- 出題 -
下の行のうち「white」という文字列を含むものを、すべてそのまま書き出してください。大文字と小文字は区別します。

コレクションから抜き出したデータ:
======

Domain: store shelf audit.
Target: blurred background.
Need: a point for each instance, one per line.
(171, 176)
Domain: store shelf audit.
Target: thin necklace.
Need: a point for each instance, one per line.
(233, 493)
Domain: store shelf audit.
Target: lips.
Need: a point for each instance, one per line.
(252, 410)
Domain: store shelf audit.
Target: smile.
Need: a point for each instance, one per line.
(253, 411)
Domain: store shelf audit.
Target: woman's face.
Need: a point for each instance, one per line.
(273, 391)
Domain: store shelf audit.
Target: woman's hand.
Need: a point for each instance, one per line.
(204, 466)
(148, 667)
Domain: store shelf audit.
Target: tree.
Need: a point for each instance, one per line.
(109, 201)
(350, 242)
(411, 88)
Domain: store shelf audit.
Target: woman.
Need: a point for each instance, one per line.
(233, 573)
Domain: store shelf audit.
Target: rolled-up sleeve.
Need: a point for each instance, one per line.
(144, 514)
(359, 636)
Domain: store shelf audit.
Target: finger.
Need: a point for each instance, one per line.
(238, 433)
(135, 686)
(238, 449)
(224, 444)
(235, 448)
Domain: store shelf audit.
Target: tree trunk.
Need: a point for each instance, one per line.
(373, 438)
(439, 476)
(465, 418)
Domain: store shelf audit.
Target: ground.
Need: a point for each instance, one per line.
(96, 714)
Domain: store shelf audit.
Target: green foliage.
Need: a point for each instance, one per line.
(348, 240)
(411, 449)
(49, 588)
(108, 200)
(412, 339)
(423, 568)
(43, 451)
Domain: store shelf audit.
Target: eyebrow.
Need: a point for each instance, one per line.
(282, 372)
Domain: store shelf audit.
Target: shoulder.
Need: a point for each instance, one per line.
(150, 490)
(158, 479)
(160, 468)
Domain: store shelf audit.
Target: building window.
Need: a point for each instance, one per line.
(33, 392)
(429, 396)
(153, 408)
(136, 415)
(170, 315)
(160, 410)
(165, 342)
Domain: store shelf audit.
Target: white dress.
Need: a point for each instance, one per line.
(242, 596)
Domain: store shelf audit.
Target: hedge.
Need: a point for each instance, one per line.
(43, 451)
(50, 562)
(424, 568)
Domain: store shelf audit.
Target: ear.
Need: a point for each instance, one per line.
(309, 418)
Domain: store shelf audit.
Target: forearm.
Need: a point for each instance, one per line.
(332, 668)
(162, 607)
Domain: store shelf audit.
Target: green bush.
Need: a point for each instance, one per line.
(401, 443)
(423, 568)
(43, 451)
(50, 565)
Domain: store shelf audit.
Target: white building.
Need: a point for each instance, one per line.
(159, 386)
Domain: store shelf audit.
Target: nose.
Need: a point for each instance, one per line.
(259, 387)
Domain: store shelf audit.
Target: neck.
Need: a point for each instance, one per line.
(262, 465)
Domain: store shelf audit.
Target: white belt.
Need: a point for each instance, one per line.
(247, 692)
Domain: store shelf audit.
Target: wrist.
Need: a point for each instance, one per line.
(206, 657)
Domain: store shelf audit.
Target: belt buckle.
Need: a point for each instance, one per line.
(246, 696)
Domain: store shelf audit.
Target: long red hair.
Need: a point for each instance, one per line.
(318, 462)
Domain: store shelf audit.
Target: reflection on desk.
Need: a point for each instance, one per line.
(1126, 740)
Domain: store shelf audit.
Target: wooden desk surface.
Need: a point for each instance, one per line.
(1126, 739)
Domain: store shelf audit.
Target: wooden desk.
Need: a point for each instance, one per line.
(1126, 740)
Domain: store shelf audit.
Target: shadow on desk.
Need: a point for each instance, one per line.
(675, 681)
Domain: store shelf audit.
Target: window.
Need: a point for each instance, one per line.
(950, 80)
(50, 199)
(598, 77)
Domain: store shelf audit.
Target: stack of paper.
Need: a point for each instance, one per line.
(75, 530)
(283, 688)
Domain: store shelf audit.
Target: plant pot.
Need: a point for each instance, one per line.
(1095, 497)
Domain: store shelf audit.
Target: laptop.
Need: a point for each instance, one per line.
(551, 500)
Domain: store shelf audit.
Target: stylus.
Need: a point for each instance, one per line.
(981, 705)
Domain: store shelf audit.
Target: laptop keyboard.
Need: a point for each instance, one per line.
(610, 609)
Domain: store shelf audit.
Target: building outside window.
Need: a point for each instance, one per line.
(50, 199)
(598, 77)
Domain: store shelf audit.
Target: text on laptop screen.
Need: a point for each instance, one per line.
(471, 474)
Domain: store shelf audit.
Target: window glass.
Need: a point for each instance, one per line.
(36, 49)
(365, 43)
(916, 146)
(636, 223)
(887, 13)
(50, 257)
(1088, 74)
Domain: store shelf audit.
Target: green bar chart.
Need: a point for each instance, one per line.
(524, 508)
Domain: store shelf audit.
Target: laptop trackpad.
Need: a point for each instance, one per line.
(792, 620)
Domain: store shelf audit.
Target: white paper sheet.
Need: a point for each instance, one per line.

======

- 解答 -
Target: white dress.
Target: white building.
Target: white belt.
Target: white paper sheet.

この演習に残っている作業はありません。